EXERCISE PROMPT ▸ Start with the first line of the records below. Output each line exactly, ending with the one that contains "Exercise. Point out the rose leaf".

EXTRACTED RECORDS Block Start

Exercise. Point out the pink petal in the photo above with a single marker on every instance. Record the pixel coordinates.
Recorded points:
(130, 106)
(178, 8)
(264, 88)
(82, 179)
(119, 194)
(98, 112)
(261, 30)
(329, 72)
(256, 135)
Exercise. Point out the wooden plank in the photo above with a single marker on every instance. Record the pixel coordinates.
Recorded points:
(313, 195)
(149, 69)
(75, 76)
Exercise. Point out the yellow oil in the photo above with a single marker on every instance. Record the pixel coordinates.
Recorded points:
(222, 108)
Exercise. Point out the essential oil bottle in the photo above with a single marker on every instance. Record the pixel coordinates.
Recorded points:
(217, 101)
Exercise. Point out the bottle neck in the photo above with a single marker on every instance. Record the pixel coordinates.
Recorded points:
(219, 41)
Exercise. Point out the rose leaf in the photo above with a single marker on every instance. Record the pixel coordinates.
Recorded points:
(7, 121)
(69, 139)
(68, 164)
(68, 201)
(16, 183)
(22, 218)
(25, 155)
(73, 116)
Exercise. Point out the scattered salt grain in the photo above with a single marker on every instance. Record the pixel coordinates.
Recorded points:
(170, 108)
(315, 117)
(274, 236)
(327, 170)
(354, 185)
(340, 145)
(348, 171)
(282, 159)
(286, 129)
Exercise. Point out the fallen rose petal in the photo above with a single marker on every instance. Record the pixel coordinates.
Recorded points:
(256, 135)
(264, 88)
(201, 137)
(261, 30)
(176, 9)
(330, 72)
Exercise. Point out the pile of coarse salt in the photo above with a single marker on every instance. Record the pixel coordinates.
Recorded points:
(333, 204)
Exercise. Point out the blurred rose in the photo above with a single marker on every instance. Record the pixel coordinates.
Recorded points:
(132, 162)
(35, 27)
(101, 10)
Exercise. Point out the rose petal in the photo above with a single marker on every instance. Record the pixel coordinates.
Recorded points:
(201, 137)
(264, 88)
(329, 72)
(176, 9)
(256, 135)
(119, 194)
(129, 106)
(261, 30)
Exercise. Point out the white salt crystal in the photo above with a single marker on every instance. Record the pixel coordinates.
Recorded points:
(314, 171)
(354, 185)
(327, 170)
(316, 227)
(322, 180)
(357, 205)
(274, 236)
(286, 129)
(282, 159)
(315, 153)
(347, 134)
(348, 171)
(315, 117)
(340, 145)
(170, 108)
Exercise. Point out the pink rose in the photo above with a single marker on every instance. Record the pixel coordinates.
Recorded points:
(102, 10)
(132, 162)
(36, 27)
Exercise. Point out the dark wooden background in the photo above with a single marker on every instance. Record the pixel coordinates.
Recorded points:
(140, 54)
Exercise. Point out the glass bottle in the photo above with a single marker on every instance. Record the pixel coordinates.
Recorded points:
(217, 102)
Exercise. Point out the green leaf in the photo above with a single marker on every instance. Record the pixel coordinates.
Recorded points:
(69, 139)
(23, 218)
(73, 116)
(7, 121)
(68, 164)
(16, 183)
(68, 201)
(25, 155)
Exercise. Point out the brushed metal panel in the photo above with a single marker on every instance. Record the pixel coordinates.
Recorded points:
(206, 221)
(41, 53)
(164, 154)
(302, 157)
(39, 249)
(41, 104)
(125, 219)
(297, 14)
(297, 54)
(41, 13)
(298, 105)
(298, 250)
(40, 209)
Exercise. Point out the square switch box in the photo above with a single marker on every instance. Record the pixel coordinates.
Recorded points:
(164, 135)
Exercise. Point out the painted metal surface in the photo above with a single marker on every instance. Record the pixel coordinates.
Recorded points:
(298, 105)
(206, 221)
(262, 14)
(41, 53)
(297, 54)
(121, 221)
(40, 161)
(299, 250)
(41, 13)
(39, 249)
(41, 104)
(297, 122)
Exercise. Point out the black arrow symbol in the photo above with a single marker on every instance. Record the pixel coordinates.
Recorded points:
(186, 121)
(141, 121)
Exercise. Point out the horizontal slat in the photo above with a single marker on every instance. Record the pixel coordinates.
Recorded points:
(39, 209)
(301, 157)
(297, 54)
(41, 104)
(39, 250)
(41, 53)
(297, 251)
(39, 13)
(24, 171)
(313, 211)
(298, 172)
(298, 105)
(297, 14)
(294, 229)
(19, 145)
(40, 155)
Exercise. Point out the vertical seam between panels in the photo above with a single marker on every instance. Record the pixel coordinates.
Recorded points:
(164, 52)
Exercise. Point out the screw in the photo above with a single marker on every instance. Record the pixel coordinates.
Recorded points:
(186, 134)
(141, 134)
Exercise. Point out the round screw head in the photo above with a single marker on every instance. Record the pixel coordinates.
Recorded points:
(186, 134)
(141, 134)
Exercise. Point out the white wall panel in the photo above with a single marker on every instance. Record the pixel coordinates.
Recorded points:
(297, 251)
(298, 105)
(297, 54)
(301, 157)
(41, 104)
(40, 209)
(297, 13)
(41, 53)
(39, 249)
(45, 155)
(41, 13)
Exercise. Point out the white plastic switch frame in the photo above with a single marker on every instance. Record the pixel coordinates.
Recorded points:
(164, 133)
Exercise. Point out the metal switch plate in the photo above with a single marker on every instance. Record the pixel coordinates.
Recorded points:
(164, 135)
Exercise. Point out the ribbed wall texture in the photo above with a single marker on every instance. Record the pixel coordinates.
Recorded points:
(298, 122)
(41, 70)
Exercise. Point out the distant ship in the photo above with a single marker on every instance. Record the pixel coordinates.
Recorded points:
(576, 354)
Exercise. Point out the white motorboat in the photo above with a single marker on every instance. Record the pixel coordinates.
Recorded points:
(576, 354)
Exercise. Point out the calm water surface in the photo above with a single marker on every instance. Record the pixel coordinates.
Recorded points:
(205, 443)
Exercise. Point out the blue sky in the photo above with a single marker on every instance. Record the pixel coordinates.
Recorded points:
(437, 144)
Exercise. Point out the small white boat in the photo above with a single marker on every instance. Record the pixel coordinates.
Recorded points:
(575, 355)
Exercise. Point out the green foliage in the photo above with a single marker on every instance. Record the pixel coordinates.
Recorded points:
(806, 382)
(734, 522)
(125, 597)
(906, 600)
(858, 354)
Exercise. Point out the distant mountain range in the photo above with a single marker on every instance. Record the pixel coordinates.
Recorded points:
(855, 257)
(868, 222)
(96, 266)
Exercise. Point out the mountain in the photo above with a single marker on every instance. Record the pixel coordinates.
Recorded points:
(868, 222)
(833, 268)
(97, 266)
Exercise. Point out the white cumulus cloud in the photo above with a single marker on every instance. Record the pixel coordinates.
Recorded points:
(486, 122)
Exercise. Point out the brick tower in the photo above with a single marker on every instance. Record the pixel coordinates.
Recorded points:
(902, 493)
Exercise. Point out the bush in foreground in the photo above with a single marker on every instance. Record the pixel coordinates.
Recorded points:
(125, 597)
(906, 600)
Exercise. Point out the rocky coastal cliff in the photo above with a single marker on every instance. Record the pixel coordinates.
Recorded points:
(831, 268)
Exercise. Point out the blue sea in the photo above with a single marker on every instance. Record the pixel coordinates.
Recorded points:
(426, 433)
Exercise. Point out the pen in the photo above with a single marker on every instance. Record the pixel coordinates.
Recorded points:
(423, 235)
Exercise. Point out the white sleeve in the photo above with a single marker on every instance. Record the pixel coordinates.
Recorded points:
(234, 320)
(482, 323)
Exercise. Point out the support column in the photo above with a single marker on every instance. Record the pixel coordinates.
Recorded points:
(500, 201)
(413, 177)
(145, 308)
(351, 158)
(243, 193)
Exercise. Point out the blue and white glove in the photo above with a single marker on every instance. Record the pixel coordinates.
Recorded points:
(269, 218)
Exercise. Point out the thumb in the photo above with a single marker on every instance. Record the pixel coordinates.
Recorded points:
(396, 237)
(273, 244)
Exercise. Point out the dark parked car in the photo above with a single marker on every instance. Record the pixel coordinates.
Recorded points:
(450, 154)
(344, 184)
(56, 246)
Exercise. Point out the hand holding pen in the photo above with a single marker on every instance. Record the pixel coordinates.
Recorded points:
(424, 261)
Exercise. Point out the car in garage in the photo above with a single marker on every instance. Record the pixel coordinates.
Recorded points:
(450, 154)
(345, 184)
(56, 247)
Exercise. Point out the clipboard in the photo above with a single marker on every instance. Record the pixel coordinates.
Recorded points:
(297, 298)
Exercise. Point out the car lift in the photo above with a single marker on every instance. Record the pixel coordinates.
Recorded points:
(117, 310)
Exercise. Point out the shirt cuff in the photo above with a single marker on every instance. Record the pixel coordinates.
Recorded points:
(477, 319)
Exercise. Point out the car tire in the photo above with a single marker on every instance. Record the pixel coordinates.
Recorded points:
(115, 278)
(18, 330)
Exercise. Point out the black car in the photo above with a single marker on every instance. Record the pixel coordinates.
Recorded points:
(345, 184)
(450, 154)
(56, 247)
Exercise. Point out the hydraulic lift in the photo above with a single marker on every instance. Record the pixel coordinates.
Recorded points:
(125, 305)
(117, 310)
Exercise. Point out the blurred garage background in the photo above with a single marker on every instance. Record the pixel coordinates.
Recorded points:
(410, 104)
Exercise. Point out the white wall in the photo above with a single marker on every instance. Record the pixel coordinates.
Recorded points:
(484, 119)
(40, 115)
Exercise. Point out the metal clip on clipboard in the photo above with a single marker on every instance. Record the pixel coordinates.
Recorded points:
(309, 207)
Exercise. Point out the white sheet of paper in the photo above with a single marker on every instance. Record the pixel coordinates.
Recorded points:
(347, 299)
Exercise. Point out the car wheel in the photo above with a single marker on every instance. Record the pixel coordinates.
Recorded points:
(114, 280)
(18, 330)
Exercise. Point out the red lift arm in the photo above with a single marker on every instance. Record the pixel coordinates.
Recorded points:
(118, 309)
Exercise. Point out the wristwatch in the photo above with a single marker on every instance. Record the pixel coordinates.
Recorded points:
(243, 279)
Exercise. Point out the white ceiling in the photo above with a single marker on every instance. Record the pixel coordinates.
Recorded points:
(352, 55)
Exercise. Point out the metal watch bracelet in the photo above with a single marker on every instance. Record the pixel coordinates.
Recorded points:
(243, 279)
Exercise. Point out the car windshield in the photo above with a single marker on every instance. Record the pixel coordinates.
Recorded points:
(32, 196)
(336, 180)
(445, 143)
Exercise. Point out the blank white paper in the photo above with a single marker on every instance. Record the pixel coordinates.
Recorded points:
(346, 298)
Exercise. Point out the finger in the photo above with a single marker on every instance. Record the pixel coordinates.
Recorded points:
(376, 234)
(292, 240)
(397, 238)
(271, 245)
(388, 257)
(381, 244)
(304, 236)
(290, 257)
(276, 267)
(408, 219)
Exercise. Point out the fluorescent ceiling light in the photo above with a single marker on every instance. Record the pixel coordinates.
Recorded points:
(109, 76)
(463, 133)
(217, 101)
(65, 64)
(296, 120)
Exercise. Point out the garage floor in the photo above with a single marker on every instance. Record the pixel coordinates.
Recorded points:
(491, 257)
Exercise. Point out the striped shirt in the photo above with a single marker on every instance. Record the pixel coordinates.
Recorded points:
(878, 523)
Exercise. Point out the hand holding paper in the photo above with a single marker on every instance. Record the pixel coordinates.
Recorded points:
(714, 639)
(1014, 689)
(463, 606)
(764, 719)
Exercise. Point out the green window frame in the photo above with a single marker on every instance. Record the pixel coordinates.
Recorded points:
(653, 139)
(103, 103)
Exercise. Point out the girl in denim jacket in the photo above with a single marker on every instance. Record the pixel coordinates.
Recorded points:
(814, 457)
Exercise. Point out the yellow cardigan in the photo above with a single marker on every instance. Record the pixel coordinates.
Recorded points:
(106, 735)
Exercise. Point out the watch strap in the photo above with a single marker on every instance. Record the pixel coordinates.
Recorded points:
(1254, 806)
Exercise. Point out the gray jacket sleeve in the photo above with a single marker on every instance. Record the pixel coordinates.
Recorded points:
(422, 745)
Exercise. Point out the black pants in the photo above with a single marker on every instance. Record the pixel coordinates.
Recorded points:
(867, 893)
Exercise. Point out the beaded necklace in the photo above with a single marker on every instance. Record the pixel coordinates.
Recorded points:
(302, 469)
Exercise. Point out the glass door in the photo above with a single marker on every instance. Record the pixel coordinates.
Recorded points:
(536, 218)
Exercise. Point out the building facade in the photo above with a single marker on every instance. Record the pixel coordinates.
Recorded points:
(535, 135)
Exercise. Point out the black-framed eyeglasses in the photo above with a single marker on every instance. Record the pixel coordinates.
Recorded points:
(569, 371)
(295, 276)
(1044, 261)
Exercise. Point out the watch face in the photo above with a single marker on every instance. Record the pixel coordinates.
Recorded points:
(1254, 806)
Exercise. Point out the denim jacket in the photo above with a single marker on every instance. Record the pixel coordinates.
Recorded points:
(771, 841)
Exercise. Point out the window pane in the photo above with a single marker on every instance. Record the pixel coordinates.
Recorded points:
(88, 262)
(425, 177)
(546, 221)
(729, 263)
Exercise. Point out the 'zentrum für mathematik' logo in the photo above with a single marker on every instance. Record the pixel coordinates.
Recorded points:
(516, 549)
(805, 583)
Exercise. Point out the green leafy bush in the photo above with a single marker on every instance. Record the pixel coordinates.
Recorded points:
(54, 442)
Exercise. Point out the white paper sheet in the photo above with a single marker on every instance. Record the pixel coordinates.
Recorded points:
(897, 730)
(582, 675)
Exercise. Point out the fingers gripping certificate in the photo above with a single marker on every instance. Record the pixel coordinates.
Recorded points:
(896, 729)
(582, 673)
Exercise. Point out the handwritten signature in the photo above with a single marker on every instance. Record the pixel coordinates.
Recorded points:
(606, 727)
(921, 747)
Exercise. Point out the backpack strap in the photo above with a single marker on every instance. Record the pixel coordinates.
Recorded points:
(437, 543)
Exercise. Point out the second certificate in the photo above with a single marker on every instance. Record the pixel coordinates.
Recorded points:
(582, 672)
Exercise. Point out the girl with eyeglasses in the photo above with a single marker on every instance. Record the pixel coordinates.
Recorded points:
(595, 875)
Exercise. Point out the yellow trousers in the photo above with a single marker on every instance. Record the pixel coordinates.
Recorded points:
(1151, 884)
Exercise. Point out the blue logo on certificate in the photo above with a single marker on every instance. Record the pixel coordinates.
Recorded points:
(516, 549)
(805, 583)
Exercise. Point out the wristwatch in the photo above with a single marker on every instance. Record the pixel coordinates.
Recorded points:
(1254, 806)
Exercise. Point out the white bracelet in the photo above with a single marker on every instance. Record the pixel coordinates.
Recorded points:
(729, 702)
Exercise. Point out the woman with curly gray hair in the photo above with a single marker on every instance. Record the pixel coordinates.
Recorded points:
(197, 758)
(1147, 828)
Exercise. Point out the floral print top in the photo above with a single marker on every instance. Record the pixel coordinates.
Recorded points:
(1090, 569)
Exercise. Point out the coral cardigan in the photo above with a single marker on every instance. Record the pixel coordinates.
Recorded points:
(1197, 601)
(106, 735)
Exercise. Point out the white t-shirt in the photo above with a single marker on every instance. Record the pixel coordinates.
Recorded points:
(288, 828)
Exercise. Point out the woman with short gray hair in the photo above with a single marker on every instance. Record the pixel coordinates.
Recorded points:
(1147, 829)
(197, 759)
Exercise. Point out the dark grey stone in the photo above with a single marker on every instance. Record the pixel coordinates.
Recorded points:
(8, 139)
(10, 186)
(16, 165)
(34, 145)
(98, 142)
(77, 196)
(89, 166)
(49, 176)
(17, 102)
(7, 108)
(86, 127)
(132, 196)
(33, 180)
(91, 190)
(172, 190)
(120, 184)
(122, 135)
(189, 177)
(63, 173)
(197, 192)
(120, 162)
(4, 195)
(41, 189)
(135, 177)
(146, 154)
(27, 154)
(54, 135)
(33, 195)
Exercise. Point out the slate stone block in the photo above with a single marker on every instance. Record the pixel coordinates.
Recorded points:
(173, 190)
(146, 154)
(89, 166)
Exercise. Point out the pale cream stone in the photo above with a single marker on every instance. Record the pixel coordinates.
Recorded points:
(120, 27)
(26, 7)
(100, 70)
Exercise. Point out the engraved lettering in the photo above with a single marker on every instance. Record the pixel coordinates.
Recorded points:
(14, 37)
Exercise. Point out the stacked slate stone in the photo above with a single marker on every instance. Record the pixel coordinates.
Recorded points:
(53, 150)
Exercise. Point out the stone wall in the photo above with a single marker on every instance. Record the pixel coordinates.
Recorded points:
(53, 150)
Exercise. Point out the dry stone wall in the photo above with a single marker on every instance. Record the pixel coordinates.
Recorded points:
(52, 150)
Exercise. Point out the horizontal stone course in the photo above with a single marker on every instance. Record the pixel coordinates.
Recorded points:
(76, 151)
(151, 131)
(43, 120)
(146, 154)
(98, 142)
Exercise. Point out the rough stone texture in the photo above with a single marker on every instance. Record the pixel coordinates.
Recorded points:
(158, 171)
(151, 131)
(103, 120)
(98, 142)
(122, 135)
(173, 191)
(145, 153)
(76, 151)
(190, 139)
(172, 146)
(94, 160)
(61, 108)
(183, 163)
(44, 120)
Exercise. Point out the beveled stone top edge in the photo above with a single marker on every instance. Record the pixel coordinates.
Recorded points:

EXTRACTED RECORDS Block End

RESULT FOR THIS EXERCISE ▸
Exercise. Point out the pink petal in the photo above with a single marker on every instance. Record the pixel coordinates.
Recorded points:
(130, 106)
(178, 8)
(264, 88)
(82, 179)
(119, 194)
(98, 112)
(261, 30)
(329, 72)
(256, 135)
Exercise. Point out the wooden plank in the photo above with a single marker on every instance. Record the pixel coordinates.
Recorded points:
(313, 195)
(149, 69)
(75, 76)
Exercise. Point out the yellow oil in the photo above with a single marker on every instance. Record the pixel coordinates.
Recorded points:
(222, 108)
Exercise. Point out the essential oil bottle in the photo above with a single marker on every instance. Record the pixel coordinates.
Recorded points:
(217, 101)
Exercise. Point out the bottle neck in the photo above with a single marker on every instance. Record the pixel coordinates.
Recorded points:
(219, 41)
Exercise. Point out the rose leaf in the photo above with a single marker on every instance. Record the pixel coordinates.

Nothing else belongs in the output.